YOUR OBJECTIVE:
Look through the data below for the line with "Query: oyster bed" and the line with "Every instance of the mudflat", then output those two and all lines in between, exactly as written.
BEGIN DATA
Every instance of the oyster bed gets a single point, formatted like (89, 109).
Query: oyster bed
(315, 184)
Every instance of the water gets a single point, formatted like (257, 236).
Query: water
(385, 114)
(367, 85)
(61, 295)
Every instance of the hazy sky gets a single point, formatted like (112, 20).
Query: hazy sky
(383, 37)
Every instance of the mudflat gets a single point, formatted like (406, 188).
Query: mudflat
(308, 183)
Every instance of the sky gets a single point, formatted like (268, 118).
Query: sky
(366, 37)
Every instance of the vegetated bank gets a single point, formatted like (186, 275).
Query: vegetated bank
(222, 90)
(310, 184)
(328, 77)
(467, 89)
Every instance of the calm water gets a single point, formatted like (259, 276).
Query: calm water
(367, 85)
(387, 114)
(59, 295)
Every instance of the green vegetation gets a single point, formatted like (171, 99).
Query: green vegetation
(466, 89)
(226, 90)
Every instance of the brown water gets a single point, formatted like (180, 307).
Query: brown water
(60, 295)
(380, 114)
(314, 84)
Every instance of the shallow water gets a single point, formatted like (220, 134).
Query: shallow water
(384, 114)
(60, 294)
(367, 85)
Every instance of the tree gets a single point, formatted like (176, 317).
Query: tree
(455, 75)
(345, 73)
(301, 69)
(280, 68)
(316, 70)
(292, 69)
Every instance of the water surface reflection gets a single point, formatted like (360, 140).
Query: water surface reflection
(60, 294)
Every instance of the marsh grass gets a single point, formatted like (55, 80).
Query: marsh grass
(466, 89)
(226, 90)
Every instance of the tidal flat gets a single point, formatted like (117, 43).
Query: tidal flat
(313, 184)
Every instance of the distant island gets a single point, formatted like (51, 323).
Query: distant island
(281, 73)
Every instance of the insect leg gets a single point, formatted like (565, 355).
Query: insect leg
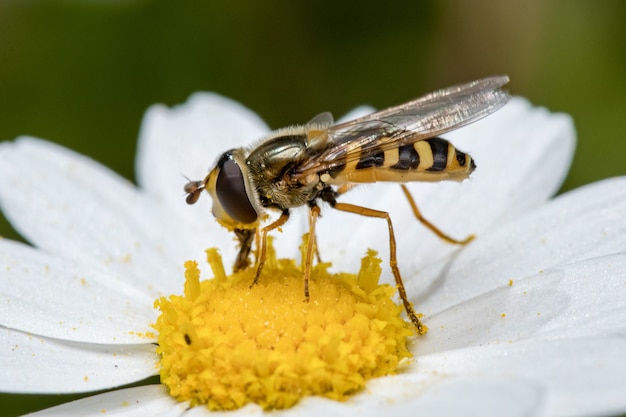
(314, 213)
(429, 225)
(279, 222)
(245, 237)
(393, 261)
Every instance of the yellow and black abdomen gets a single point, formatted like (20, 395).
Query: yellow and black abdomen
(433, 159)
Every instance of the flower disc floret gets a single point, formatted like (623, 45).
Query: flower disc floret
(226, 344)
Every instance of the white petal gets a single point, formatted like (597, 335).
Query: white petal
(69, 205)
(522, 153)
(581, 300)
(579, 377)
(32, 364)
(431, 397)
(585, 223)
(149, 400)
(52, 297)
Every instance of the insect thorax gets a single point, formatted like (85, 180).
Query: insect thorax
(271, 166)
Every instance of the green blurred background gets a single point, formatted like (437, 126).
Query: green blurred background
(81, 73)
END DATA
BEGIN DATA
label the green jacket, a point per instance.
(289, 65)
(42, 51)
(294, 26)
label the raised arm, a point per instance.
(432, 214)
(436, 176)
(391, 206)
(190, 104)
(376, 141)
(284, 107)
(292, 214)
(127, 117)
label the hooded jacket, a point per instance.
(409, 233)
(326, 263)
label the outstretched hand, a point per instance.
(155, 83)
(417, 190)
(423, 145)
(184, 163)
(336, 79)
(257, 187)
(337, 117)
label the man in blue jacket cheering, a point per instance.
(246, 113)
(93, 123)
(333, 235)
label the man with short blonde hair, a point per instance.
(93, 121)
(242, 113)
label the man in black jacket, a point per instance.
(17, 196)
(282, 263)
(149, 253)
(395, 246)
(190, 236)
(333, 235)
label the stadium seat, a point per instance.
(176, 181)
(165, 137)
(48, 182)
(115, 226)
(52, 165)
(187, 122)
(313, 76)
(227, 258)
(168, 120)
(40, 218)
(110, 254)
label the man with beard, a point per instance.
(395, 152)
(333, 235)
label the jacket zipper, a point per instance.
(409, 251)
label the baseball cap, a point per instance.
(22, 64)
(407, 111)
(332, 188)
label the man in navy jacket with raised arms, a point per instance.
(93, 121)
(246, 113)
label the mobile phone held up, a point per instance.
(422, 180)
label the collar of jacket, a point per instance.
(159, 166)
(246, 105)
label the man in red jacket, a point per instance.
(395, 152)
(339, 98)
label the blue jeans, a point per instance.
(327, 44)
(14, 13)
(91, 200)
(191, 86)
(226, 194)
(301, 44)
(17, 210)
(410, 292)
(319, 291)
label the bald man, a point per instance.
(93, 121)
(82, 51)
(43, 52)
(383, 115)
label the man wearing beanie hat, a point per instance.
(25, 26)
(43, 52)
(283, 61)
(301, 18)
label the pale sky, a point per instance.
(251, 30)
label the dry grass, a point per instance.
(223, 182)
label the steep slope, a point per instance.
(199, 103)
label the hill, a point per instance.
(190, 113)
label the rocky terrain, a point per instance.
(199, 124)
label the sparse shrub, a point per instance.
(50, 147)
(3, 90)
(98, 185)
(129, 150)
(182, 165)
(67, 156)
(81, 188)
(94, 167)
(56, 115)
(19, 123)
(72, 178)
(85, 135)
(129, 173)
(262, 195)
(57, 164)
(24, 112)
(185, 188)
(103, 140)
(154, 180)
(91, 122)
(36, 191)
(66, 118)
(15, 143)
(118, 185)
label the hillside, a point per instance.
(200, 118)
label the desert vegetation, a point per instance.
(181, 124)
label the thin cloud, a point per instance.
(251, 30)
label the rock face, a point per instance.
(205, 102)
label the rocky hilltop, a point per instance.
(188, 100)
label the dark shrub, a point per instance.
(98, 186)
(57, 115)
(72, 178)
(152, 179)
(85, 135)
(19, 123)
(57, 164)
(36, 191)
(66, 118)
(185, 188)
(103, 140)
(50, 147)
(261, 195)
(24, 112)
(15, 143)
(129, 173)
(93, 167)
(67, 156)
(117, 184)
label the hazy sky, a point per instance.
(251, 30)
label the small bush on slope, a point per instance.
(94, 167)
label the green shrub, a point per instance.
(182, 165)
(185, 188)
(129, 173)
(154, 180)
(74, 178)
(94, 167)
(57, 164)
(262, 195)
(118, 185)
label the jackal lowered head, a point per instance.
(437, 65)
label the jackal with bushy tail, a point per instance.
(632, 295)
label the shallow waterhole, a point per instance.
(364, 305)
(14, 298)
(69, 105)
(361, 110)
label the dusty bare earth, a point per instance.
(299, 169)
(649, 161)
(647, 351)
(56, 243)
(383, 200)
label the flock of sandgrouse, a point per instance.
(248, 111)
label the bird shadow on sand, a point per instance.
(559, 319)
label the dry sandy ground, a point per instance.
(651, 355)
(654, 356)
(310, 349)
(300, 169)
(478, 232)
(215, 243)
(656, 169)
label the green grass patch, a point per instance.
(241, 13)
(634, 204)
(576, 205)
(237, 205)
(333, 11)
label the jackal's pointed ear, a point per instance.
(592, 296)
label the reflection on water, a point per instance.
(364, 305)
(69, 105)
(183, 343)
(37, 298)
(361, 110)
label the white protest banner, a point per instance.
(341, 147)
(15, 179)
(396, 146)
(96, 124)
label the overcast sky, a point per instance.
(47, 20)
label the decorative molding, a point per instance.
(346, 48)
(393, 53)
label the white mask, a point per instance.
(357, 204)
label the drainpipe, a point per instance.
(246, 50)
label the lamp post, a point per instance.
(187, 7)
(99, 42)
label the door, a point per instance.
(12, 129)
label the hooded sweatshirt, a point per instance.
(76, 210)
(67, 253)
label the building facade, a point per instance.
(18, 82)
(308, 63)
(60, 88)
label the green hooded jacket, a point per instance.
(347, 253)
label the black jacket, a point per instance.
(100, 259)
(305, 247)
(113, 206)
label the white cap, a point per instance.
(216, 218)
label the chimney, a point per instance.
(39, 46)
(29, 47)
END DATA
THE ANSWER:
Query: oyster bed
(315, 184)
Every instance of the water gets a single point, formatted like (257, 236).
Query: water
(385, 114)
(367, 85)
(61, 295)
Every instance of the hazy sky gets a single point, formatted like (112, 20).
Query: hazy sky
(383, 37)
Every instance of the mudflat gets a single point, formatted like (406, 188).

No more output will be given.